What the task asks. Exactly the lines from the one with "of the glider" to the end of the data below should be set down, and no others.
======== Recorded data
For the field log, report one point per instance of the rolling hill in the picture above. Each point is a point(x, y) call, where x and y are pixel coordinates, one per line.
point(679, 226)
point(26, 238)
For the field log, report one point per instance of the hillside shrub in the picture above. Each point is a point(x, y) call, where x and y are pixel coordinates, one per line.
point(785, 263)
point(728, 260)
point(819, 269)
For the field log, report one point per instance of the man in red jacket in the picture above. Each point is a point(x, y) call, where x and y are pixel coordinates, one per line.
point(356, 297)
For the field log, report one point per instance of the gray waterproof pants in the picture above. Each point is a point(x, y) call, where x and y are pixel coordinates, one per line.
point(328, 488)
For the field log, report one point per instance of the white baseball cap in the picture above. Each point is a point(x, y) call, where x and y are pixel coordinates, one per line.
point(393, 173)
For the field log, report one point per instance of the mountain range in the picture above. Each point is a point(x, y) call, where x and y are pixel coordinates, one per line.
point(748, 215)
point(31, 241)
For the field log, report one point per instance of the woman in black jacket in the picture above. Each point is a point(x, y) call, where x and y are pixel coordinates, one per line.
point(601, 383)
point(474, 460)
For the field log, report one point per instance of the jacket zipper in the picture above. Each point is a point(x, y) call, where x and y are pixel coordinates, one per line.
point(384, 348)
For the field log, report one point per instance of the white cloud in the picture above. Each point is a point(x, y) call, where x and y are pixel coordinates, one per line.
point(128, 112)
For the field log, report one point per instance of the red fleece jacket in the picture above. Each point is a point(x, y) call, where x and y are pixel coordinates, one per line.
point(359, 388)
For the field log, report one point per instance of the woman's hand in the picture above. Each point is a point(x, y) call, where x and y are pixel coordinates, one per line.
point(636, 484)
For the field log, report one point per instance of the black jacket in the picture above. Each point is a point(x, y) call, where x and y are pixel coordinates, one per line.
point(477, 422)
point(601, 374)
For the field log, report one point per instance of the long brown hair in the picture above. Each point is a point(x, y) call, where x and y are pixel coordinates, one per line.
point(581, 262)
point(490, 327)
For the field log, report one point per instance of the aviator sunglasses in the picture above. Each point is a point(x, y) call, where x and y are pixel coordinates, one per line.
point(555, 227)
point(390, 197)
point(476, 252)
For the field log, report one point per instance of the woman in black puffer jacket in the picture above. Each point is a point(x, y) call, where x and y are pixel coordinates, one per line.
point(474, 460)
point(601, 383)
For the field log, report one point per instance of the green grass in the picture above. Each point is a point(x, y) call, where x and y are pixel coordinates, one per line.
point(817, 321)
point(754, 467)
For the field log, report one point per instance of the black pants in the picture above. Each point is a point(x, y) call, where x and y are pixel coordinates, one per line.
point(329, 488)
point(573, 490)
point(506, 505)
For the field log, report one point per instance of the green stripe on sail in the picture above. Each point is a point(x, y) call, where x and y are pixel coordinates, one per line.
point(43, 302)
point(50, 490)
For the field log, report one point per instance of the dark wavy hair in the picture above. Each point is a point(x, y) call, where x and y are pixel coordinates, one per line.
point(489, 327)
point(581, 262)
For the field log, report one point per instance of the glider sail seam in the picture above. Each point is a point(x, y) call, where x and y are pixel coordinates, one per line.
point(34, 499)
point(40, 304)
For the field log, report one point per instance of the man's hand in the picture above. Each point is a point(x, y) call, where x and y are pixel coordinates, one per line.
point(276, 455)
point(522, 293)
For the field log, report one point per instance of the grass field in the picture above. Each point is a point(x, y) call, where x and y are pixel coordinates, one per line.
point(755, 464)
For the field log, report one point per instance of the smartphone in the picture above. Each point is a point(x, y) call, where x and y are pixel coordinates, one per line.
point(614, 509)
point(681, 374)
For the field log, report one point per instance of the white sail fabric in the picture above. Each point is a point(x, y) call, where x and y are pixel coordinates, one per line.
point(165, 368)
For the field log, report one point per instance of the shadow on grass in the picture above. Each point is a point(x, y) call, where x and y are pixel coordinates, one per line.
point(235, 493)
================
Response area.
For the field log, report one point per instance of the glider sail seam in the picture above. Each point is a point(x, y) call, where x and y are pixel coordinates, one per line.
point(34, 499)
point(40, 304)
For the field log, report one point per instance of the man's hand in the picture above. Each point is a point(x, y) call, where x and y are pixel coordinates, one per line.
point(276, 455)
point(522, 293)
For the field log, report one point per instance of the grass field in the picture above. Each point is a point(x, y) call, where x and y are pixel coordinates, one per line.
point(755, 464)
For the field log, report one point per instance of the smartphone in the picture above. Each point is a point(x, y) call, where x and y are pixel coordinates, one per line.
point(614, 509)
point(681, 374)
For the field log, report one point per instance of the white sail fabric in the picture above. Each point is a point(x, y) call, where x and y are pixel coordinates, one per line.
point(165, 368)
For the field log, report one point per instance of the shadow on grass in the picture above. Each point is a point(x, y) call, where x and y are pixel coordinates, one per line.
point(235, 493)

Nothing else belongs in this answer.